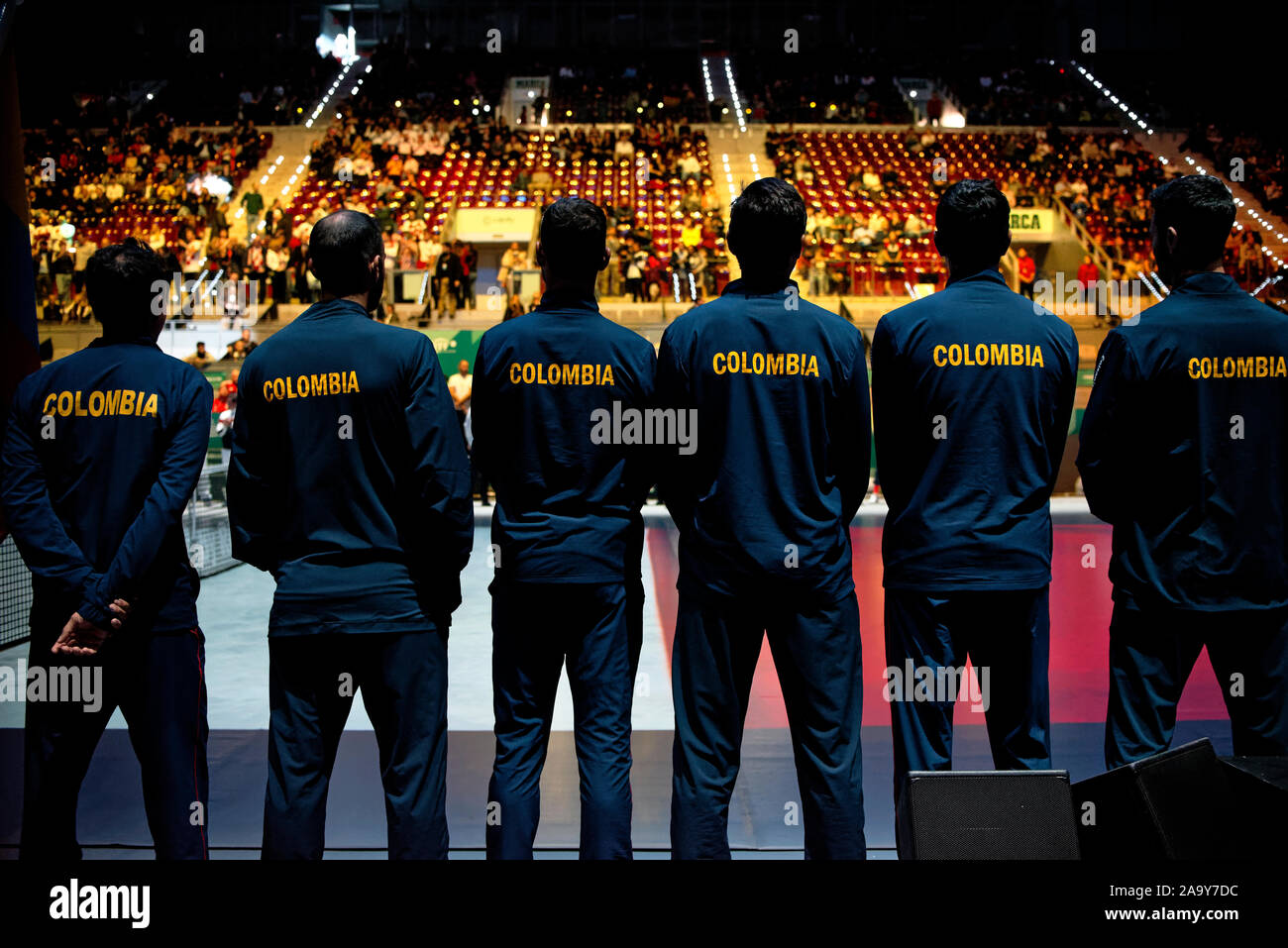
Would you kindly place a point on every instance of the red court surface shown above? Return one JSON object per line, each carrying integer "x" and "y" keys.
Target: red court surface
{"x": 1080, "y": 634}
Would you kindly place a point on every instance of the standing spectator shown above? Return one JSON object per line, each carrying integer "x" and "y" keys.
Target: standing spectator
{"x": 253, "y": 202}
{"x": 1026, "y": 272}
{"x": 365, "y": 536}
{"x": 447, "y": 279}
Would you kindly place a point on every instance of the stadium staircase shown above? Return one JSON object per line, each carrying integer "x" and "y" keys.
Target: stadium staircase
{"x": 737, "y": 158}
{"x": 1167, "y": 145}
{"x": 290, "y": 150}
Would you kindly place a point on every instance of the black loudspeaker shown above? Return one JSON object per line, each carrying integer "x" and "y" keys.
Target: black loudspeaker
{"x": 1173, "y": 805}
{"x": 1260, "y": 790}
{"x": 987, "y": 814}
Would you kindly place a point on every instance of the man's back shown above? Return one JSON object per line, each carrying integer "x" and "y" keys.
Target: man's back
{"x": 102, "y": 430}
{"x": 973, "y": 391}
{"x": 567, "y": 500}
{"x": 782, "y": 459}
{"x": 349, "y": 479}
{"x": 1184, "y": 450}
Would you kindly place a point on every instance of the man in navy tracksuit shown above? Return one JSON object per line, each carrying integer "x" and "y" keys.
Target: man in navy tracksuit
{"x": 1185, "y": 453}
{"x": 567, "y": 535}
{"x": 102, "y": 454}
{"x": 764, "y": 506}
{"x": 971, "y": 394}
{"x": 351, "y": 484}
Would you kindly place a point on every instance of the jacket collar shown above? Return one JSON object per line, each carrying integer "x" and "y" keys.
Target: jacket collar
{"x": 137, "y": 340}
{"x": 738, "y": 287}
{"x": 566, "y": 299}
{"x": 993, "y": 275}
{"x": 320, "y": 311}
{"x": 1209, "y": 283}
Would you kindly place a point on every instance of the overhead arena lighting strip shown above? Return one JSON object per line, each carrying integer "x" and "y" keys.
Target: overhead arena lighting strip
{"x": 1144, "y": 127}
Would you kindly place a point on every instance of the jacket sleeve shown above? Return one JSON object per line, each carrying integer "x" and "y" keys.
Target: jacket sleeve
{"x": 857, "y": 440}
{"x": 1104, "y": 450}
{"x": 481, "y": 410}
{"x": 1057, "y": 423}
{"x": 441, "y": 469}
{"x": 892, "y": 425}
{"x": 180, "y": 467}
{"x": 642, "y": 460}
{"x": 674, "y": 389}
{"x": 50, "y": 553}
{"x": 250, "y": 483}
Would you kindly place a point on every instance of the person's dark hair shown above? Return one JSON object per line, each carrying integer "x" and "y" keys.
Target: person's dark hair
{"x": 340, "y": 248}
{"x": 1201, "y": 207}
{"x": 973, "y": 226}
{"x": 574, "y": 236}
{"x": 120, "y": 282}
{"x": 767, "y": 223}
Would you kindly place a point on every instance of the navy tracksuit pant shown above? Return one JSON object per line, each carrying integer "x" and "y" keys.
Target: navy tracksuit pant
{"x": 1151, "y": 655}
{"x": 537, "y": 630}
{"x": 819, "y": 660}
{"x": 1008, "y": 633}
{"x": 312, "y": 683}
{"x": 159, "y": 683}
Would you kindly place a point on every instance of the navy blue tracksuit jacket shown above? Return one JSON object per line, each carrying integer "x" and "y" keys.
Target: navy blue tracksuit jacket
{"x": 101, "y": 456}
{"x": 351, "y": 484}
{"x": 782, "y": 458}
{"x": 973, "y": 390}
{"x": 557, "y": 414}
{"x": 541, "y": 412}
{"x": 1184, "y": 451}
{"x": 348, "y": 479}
{"x": 764, "y": 505}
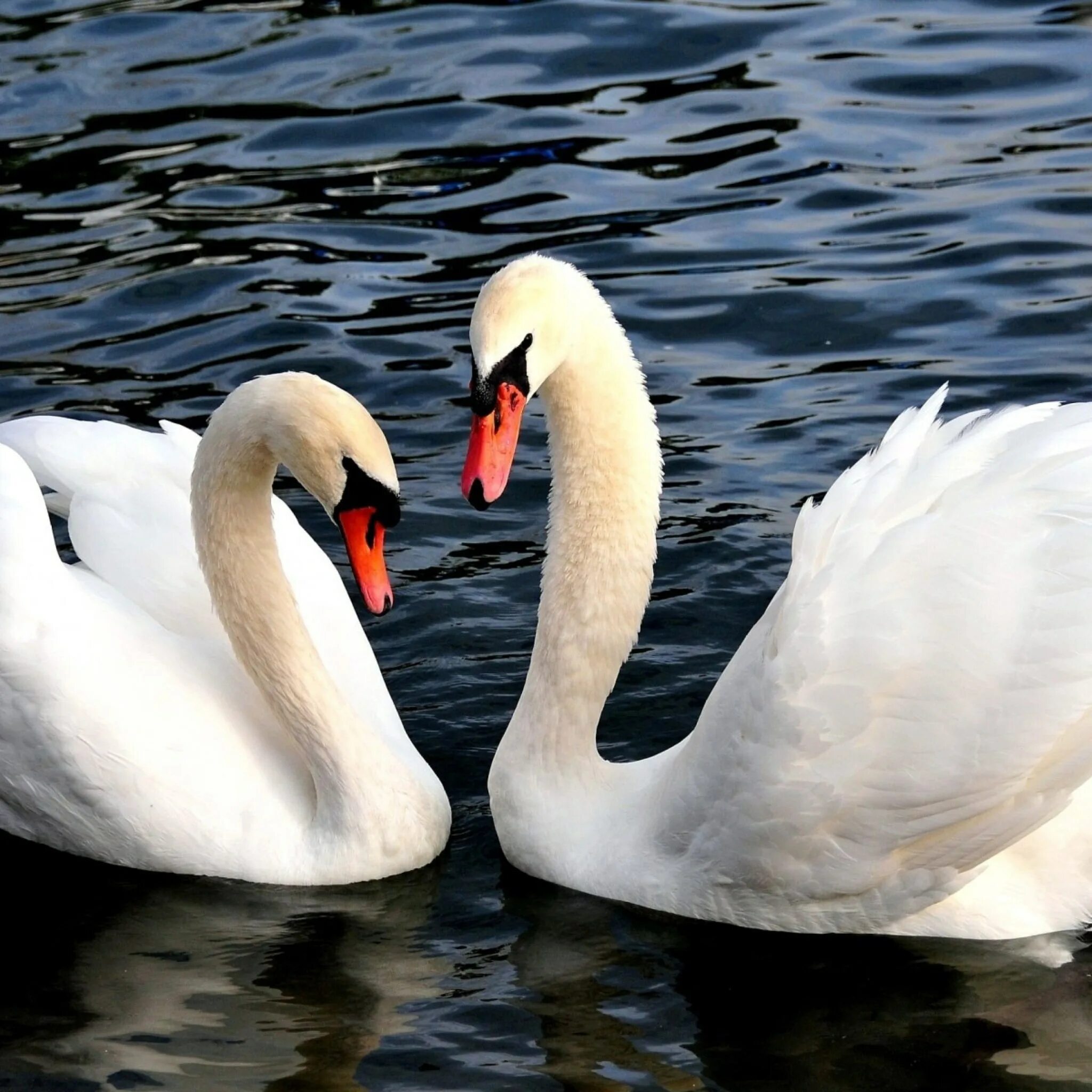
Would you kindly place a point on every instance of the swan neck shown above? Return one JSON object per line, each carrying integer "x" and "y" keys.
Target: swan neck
{"x": 601, "y": 547}
{"x": 233, "y": 524}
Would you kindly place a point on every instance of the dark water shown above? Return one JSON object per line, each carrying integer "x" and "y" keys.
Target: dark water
{"x": 808, "y": 214}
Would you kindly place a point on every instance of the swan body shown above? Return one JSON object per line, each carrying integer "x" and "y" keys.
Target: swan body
{"x": 196, "y": 695}
{"x": 903, "y": 742}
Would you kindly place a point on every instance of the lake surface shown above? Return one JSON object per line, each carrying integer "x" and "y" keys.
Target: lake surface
{"x": 808, "y": 215}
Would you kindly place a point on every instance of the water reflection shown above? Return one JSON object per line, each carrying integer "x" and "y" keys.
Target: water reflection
{"x": 147, "y": 980}
{"x": 752, "y": 1010}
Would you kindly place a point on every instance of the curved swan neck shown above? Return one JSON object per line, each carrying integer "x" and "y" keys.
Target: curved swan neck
{"x": 601, "y": 547}
{"x": 233, "y": 524}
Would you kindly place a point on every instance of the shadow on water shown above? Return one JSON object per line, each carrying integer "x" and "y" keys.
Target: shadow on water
{"x": 808, "y": 215}
{"x": 141, "y": 982}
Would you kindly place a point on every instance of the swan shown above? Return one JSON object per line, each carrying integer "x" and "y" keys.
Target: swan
{"x": 196, "y": 694}
{"x": 902, "y": 744}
──────
◆ EXERCISE DIRECTIONS:
What you should produce is an exact copy of the records, with the pictures left out.

◆ RESPONSE BELOW:
Would you kindly place a point on every instance of the red court surface shown above? Return one JSON object per line, each carrying integer "x" and "y" keys.
Target: red court surface
{"x": 1080, "y": 634}
Would you kindly place a point on every instance of the standing spectator shown above? Return one JSON object per line, each carrying integer "x" and "y" keys.
Target: standing spectator
{"x": 253, "y": 202}
{"x": 1026, "y": 272}
{"x": 365, "y": 536}
{"x": 447, "y": 279}
Would you kindly place a point on every instance of the stadium staircase shown above? Return one JSON object per line, each carrying integer "x" and "y" keys.
Target: stadium staircase
{"x": 737, "y": 158}
{"x": 1167, "y": 145}
{"x": 290, "y": 150}
Would you kindly place a point on every instance of the black loudspeaker shown above? Return one JSON object per line, each carrying integer "x" and "y" keys.
Target: black loudspeaker
{"x": 1173, "y": 805}
{"x": 1260, "y": 790}
{"x": 987, "y": 814}
Would you kindly place a point on every instance of the man's back shown above? Return one JSON object per line, each carrying integer "x" and "y" keys.
Target: man's back
{"x": 102, "y": 430}
{"x": 973, "y": 391}
{"x": 567, "y": 500}
{"x": 782, "y": 459}
{"x": 349, "y": 479}
{"x": 1184, "y": 450}
Would you kindly place a point on every instance of the man in navy tracksuit shown above? Return one JSON object per line, each carrying integer "x" and "y" keys.
Target: man in navy tracksuit
{"x": 1185, "y": 453}
{"x": 567, "y": 535}
{"x": 102, "y": 454}
{"x": 764, "y": 506}
{"x": 971, "y": 394}
{"x": 351, "y": 484}
Would you kindly place a point on every instance of the jacket collar shown above? Return one JSON object per line, each carrying integer "x" and "y" keys.
Target: jacket collar
{"x": 137, "y": 340}
{"x": 738, "y": 287}
{"x": 566, "y": 299}
{"x": 993, "y": 275}
{"x": 320, "y": 311}
{"x": 1209, "y": 283}
Would you kindly place a point on every instance of the overhead arena lighting strip shown above? Return one JSON object per line, each carrying integer "x" and "y" keys.
Target: overhead arena lighting strip
{"x": 1144, "y": 127}
Would you kindly place a point on every instance of the jacket sleeve shown above? Return one JSON object per line, each carrying integer "x" and "y" keys.
Target: jacket sleeve
{"x": 857, "y": 440}
{"x": 1104, "y": 450}
{"x": 481, "y": 410}
{"x": 1057, "y": 423}
{"x": 441, "y": 469}
{"x": 892, "y": 425}
{"x": 180, "y": 467}
{"x": 642, "y": 460}
{"x": 674, "y": 389}
{"x": 50, "y": 553}
{"x": 250, "y": 483}
Would you kindly place a point on every instance of the person's dark hair shown above? Return one JSON object per line, each carrying integer "x" and "y" keys.
Target: person's dark hair
{"x": 340, "y": 248}
{"x": 1201, "y": 207}
{"x": 973, "y": 226}
{"x": 574, "y": 236}
{"x": 120, "y": 282}
{"x": 767, "y": 223}
Would you kindly place a point on every instance of the navy tracksuit pant shown above? Return one JSON object per line, each carrying integer "x" and "y" keys.
Target: navy tracksuit pant
{"x": 1151, "y": 655}
{"x": 537, "y": 630}
{"x": 819, "y": 660}
{"x": 1008, "y": 633}
{"x": 312, "y": 683}
{"x": 159, "y": 683}
Would you kindly place a point on every instance of the navy blue tracksuit jacket shown above? Return one JSON object per line, each carrying integer "x" and "y" keys.
Target: navy blue tracksuit jacket
{"x": 101, "y": 456}
{"x": 351, "y": 484}
{"x": 782, "y": 458}
{"x": 973, "y": 390}
{"x": 557, "y": 414}
{"x": 541, "y": 412}
{"x": 1184, "y": 451}
{"x": 348, "y": 479}
{"x": 764, "y": 505}
Would you kindly place a point on every instance of the swan neck shown above? Return one JSON object per line, each carrying integer "x" and "y" keys.
Target: swan neck
{"x": 601, "y": 547}
{"x": 233, "y": 524}
Would you kindly place a point on every instance of the dark water shown above? Return one JSON object per line, each carrying integer "x" and "y" keys.
Target: dark water
{"x": 808, "y": 214}
Would you kindly place a point on every instance of the swan body shown above? Return one JSON object per line, each carrying integer "x" and "y" keys.
Target: swan body
{"x": 196, "y": 695}
{"x": 903, "y": 742}
Would you kindly place a point on every instance of the lake surface shown above? Return one JSON object per line, each carrying integer "x" and "y" keys.
Target: lake surface
{"x": 808, "y": 215}
Would you kindly place a point on every instance of the water reflection shown above? Return one JSON object per line, each carrying integer "x" and "y" keys.
Target: water reflection
{"x": 147, "y": 980}
{"x": 752, "y": 1010}
Would you kindly place a point on every instance of the curved swan neck shown above? Return one JSON object per line, each carrying integer "x" and "y" keys.
Target: curved swan neck
{"x": 601, "y": 547}
{"x": 233, "y": 524}
Would you kindly place a point on every instance of the shadow on water shown above? Return one JSON object per line, each carrying integer "x" and "y" keys.
Target: shadow on water
{"x": 808, "y": 215}
{"x": 141, "y": 982}
Would you kindly place a point on every instance of the swan shown above? Return one JSON object per line, each carrying integer "x" and "y" keys.
Target: swan
{"x": 196, "y": 694}
{"x": 902, "y": 744}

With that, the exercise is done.